━━━━━ Given passage ━━━━━

Guys added screenies...


----------



## Cool G5 (Mar 11, 2009)

A rather strange thing I encountered, Your handgun(without upgradation) does very little damage instead your kick can impart a far lot of damage. Even a kick takes down upto 3 zombies at once, try it.


----------



## furious_gamer (Mar 11, 2009)

@CoolG5
Yep, i am not yet upgraded the Handgun and but who cares, i most probably use the Shotgun and kick...


----------



## Cool G5 (Mar 11, 2009)

@rajkumar_pb - Did you complete all the chapters?
When you complete them you unlock mission's of ada which are truly awesome. The enemy's UI is marvellous in those extra missions. You will have think wisely to survive them.


----------



## Ethan_Hunt (Mar 11, 2009)

Cool G5 said:


> A rather strange thing I encountered, Your handgun(without upgradation) does very little damage instead your kick can impart a far lot of damage. Even a kick takes down upto 3 zombies at once, try it.


The handgun isn't really a wise choice in heavy battle. The shotgun imparts extreme damage. The melee attack is again triggered only if you hit the enemies at the right spot. Else you'll end up wasting ammo.


----------



## furious_gamer (Mar 12, 2009)

Cool G5 said:


> @rajkumar_pb - Did you complete all the chapters?
> When you complete them you unlock mission's of ada which are truly awesome. The enemy's UI is marvellous in those extra missions. You will have think wisely to survive them.


 
I am in the end of the Third Chapter. And ofcourse i am eagerly looking for ada's part of the game, as i read that those missions are good. And from the start of the game, i have to think wisely. I hope i think wisely, so that i passed three chapters in a week time(Playing only one-two hours daily and 4-5hrs in Sunday)



Ethan_Hunt said:


> The handgun isn't really a wise choice in heavy battle. The shotgun imparts extreme damage. The melee attack is again triggered only if you hit the enemies at the right spot. Else you'll end up wasting ammo.


 
Thats what i said. I most probably use the Shot gun and i use to shot at the head, so that i can kick their a$$e$. And just now i buy a MineThrower and found no use of it.


----------



## Cool G5 (Mar 12, 2009)

I like the sniper. Shotgun is good but as always only for close range.
I use handgun mostly in blasting barrels, fire extinguishers 


Hey and wait, don't dump the minethrower, it is really useful especially when you have no rocket launcher. When zombies attack in groups, stick a mine to one zombie & enjoy the rest of them charring to the explosion. Upgrade it & you will see how large can be the impact of this weapon. Also there are some enemies which require you to aim at their backs, but they turn so quickly that you cannot. In such a short glimpse, a mine thrower is useful.


----------



## furious_gamer (Mar 12, 2009)

━━━━━ Data provided ━━━━━

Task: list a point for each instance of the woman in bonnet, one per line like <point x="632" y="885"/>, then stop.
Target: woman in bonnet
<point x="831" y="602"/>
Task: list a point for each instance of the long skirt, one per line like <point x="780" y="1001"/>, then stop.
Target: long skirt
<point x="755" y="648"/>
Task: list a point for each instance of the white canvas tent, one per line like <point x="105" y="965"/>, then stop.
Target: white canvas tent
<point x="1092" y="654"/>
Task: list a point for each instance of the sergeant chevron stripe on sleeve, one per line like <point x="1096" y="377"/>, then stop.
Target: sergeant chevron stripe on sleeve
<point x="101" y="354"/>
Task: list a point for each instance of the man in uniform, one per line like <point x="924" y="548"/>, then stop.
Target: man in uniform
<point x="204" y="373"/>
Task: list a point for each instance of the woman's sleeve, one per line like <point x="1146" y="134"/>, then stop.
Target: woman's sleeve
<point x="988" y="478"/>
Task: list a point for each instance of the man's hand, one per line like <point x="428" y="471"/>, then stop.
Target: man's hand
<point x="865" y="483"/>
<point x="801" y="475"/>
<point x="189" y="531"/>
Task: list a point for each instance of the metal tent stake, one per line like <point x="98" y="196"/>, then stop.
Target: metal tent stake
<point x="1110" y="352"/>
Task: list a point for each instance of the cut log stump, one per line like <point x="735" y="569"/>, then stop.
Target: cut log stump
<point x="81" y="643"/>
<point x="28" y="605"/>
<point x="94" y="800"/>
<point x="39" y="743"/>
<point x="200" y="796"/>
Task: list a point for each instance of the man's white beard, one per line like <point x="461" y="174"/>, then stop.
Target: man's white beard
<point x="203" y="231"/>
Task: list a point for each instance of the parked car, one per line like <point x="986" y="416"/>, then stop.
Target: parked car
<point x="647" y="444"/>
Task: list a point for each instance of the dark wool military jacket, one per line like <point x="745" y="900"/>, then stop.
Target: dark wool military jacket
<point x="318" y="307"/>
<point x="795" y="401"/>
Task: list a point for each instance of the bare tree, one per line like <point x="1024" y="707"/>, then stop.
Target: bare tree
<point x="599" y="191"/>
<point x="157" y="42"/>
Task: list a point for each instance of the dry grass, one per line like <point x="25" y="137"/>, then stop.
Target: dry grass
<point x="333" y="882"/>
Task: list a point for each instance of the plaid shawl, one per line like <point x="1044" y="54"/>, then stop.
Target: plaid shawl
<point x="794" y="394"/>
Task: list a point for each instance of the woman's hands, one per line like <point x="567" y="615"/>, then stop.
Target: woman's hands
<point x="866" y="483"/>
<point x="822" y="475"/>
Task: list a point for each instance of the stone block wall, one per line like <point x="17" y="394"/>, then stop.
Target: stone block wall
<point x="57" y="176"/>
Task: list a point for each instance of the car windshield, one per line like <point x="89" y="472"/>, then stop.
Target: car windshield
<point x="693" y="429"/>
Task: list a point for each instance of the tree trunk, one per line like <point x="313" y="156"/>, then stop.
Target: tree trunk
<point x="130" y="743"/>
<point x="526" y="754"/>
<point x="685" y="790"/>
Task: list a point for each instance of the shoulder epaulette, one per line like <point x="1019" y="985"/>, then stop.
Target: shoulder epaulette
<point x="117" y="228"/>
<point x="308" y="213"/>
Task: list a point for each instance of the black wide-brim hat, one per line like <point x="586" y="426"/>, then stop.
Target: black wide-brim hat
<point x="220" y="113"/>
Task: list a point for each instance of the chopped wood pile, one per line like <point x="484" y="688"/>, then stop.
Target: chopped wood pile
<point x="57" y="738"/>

━━━━━

◆ Requirements: Carry on the forum discussion about weapons in the zombie game from the point where it stops.

◆ Answer below:
^^ Thanks for the hint CoolG5. Ofcourse i cant dump or threw Minethrower as i bought for a premium price.(I think for 25000PTAS) so no way, i hav to keep it. But there is not enuff room to put up some new weapons i like to buy. Hope soon upgrade to large attach case.


----------



## Cool G5 (Mar 12, 2009)

I hope you must have read my guide, which I pointed in earlier post.
Yeah & it's a pain to see your items not fitting in the inventory. Even the suitcase come a a heavy premium 
Just play with your current weapons, get a suitcase first & then consider upgrading your weapons. You still have a long way to go my friend


----------



## furious_gamer (Mar 12, 2009)

Thats what i am thinking. BTW Does a rocket launcher is a use and throw item. Man i purchased it for 30000PTAS and used at start of third chapter. And when i come to inventory, i am shocked to see rocket launcher is missing. Then only i came to know that its single use sh1t... .


----------



## Cool G5 (Mar 12, 2009)

Hmmm...
Rocket Launcher is a single use weapon.
Also I recommend you not to purchase it again as you won't be needing it. Even in the last chapter, you will be given rocket Launcher for free to defeat the boss, so no need again. Just upgrade your Mine Thrower & it will be good in the long run.


----------



## furious_gamer (Mar 12, 2009)

Yes i better off with that. And i upgraded the Mine thrower and bought a stock for it.It just like the sniper thing. And upgraded the gun to level5 in firepower,capacity,reload speed.
Will play it today night and see what those zombies can able to do?


----------



## Ethan_Hunt (Mar 12, 2009)

Keep the rocket launcher when you have the boss battle against Salazar. It's an instant killer.


----------



## furious_gamer (Mar 12, 2009)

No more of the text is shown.